Write every line of the material out exactly as shown.

Lines of data

━━━━━━━━━━━━━━━━━━━━

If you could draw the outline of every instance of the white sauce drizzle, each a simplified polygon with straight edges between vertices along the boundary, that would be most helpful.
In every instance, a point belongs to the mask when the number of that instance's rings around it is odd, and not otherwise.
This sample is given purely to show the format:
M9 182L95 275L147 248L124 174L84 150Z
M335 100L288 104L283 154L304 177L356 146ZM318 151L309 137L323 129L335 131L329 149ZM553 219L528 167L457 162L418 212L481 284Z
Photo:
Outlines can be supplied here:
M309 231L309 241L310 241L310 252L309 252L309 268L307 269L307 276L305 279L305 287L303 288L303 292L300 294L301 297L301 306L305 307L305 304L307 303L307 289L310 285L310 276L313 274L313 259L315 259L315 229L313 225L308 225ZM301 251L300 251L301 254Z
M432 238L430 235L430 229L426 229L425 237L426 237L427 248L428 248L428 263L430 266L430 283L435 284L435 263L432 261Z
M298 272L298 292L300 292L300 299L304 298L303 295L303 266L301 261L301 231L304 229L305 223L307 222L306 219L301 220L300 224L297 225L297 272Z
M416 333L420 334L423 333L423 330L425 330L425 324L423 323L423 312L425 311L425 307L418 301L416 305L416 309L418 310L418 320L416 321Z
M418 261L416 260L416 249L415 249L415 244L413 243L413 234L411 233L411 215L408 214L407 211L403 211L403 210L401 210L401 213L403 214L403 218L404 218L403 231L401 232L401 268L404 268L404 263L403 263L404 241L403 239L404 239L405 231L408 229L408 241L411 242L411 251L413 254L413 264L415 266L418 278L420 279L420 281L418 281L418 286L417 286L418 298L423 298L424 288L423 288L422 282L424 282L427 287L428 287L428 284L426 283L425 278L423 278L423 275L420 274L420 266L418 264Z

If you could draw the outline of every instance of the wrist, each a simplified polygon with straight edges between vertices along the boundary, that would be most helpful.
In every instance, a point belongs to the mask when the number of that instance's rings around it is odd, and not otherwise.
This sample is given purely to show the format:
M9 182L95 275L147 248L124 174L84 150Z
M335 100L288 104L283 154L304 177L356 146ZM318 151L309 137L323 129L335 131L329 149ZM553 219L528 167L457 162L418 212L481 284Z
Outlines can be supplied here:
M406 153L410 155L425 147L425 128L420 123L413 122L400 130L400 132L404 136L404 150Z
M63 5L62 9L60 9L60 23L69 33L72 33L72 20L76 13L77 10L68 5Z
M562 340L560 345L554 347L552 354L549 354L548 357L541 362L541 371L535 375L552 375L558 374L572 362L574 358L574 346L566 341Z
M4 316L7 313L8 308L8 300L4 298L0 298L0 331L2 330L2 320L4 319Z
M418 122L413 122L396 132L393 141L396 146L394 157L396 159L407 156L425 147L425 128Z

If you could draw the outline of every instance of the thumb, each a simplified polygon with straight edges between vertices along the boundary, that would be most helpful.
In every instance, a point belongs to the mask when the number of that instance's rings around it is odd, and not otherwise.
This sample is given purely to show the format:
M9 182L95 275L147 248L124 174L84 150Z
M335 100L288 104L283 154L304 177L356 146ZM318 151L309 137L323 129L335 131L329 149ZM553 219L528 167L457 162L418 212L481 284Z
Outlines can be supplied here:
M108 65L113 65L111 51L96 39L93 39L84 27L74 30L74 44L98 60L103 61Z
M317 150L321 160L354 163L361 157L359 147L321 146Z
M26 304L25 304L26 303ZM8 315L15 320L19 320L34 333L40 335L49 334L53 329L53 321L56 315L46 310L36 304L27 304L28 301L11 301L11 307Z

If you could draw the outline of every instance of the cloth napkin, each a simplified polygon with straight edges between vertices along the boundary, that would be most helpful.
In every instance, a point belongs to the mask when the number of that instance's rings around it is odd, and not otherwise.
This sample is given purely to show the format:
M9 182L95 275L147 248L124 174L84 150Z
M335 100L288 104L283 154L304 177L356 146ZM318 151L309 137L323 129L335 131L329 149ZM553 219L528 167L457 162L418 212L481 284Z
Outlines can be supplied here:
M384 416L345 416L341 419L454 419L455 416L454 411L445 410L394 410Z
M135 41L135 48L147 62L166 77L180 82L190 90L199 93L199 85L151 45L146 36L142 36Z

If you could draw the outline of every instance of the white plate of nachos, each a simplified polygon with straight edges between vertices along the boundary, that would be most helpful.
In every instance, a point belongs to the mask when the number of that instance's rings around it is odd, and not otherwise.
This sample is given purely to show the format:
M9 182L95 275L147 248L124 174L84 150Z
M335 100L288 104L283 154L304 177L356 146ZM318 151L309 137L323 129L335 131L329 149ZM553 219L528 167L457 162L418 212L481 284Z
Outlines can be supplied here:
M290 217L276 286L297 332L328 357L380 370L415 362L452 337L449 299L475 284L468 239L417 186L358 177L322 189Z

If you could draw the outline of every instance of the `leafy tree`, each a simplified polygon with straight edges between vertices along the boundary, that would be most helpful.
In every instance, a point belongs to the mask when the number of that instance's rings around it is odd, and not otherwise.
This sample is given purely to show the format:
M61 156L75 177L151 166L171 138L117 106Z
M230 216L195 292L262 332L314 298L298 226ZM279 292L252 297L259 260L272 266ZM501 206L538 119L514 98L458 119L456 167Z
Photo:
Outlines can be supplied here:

━━━━━━━━━━━━━━━━━━━━

◆ Solution below
If you could draw the outline of every instance of the white sauce drizzle, each a simplified polygon with straight edges between vertices along the boundary, that would be most helpful.
In every instance, a point belongs to the mask when the number of that instance's rings around it is odd, and not otherwise.
This sample is given purely to show the format:
M9 182L95 275L147 248L124 174L84 150Z
M335 100L288 104L283 154L304 177L356 146ZM318 151L309 137L323 129L335 131L329 149ZM553 219L528 167L457 162L418 212L481 284Z
Photo:
Outlines can be supplied here:
M309 231L309 241L310 241L310 252L309 252L309 268L307 269L307 276L305 279L305 287L303 288L303 292L300 294L301 297L301 306L305 307L305 304L307 303L307 289L310 285L310 276L313 274L313 259L315 259L315 229L313 225L308 225ZM301 251L300 251L301 254Z
M432 238L430 235L430 229L426 229L425 237L426 237L427 248L428 248L428 263L430 266L430 283L435 284L435 263L432 261Z
M298 272L298 292L300 292L300 299L304 298L303 295L303 266L301 261L301 231L304 229L305 223L307 222L306 219L301 220L300 224L297 225L297 272Z
M416 333L420 334L423 333L423 330L425 330L425 324L423 323L423 312L425 311L425 307L418 301L416 305L416 309L418 310L418 320L416 321Z
M418 261L416 260L416 249L415 249L415 244L413 243L413 234L411 233L411 215L408 214L407 211L403 211L403 210L401 210L401 213L403 214L403 218L404 218L403 231L401 232L401 268L404 268L404 263L403 263L404 241L403 239L404 239L405 231L408 229L408 241L411 242L411 251L413 254L413 264L415 266L418 278L420 279L420 281L418 281L418 286L417 286L418 298L423 298L424 288L423 288L422 282L424 282L427 287L428 287L428 284L426 283L425 278L423 278L423 275L420 274L420 266L418 264Z

If you could draw the outline of every instance of the wrist, each a simplified polygon with straight edges between vertices along the boundary, that would be most helpful.
In every instance, a point belongs to the mask when the number of that instance's rings around it is odd, and not otherwise.
This sample is given purely to show the format:
M9 182L95 275L147 248L124 174L84 150Z
M335 100L288 104L283 154L304 177L356 146ZM318 151L309 137L323 129L335 131L329 149ZM553 219L528 167L457 162L418 212L481 284Z
Outlines can be supplied here:
M406 153L410 155L425 147L425 128L420 123L413 122L400 130L400 132L404 136L404 150Z
M63 5L62 9L60 9L60 23L69 33L72 33L72 20L76 13L77 10L68 5Z
M562 340L560 345L554 347L552 354L549 354L548 357L541 362L541 371L535 375L552 375L558 374L572 362L574 358L574 346L566 341Z
M4 316L7 313L8 308L8 300L4 298L0 298L0 331L2 330L2 320L4 319Z
M418 122L413 122L396 132L393 141L396 146L394 157L396 159L407 156L425 147L425 128Z

If you could draw the outline of every instance of the thumb, each a simplified polygon with straight edges between vertices along the boundary, that would be most helpful.
In every instance, a point belongs to the mask when the number of that instance's rings around it is odd, and not otherwise.
This sample is given purely to show the format:
M9 182L95 275L147 248L124 174L84 150Z
M335 100L288 104L283 154L304 177L356 146ZM318 151L309 137L323 129L335 131L329 149ZM553 219L528 167L457 162L418 212L481 284Z
Outlines can be supplied here:
M108 65L113 65L111 51L96 39L93 39L84 27L74 30L74 44L98 60L103 61Z
M317 150L321 160L354 163L361 157L359 147L321 146Z
M26 304L25 304L26 303ZM8 315L15 320L19 320L34 333L40 335L49 334L53 329L53 321L56 315L46 310L36 304L27 304L28 301L11 301L11 307Z

If you could draw the outline of every instance of the cloth napkin, each a simplified polygon with straight edges between vertices along the boundary, that would be most helpful.
In every instance, a point belongs to the mask when the number of that instance's rings around it is odd, and not otherwise.
This sample is given purely to show the format:
M9 182L95 275L147 248L124 174L84 150Z
M335 100L288 104L283 154L304 177L356 146ZM318 151L309 137L323 129L335 131L329 149ZM553 219L528 167L457 162L418 212L481 284Z
Outlines can be supplied here:
M384 416L345 416L341 419L454 419L455 416L454 411L445 410L394 410Z
M135 41L135 48L147 62L166 77L180 82L190 90L199 93L199 85L151 45L146 36L142 36Z

If you could draw the outline of every instance of the white plate of nachos, each a simplified polygon with straight edges between vertices along the boundary, that would be most helpful.
In every instance, a point belongs to the mask when the number of that instance's rings around it is odd, and not otherwise.
This sample is given purely to show the format:
M9 182L95 275L147 248L124 174L84 150Z
M335 100L288 104L283 154L304 177L356 146ZM318 151L309 137L323 129L335 131L329 149ZM553 219L528 167L457 162L418 212L481 284Z
Outlines can be supplied here:
M290 217L276 286L297 332L328 357L380 370L415 362L452 337L449 299L475 284L468 239L417 186L358 177L322 189Z

If you could draw the outline of every instance of the `leafy tree`, each a simplified polygon with straight edges between vertices along the boundary, that would be most helpful.
In every instance, a point belongs to the mask when the number of that instance's rings around it is odd, and not otherwise.
This sample is given purely to show the format:
M61 156L75 177L151 166L171 138L117 106Z
M230 216L195 292L262 332L314 298L298 226ZM279 292L252 297L259 260L272 266ZM501 206L538 119L514 98L458 119L456 167Z
Photo:
Outlines can be supplied here:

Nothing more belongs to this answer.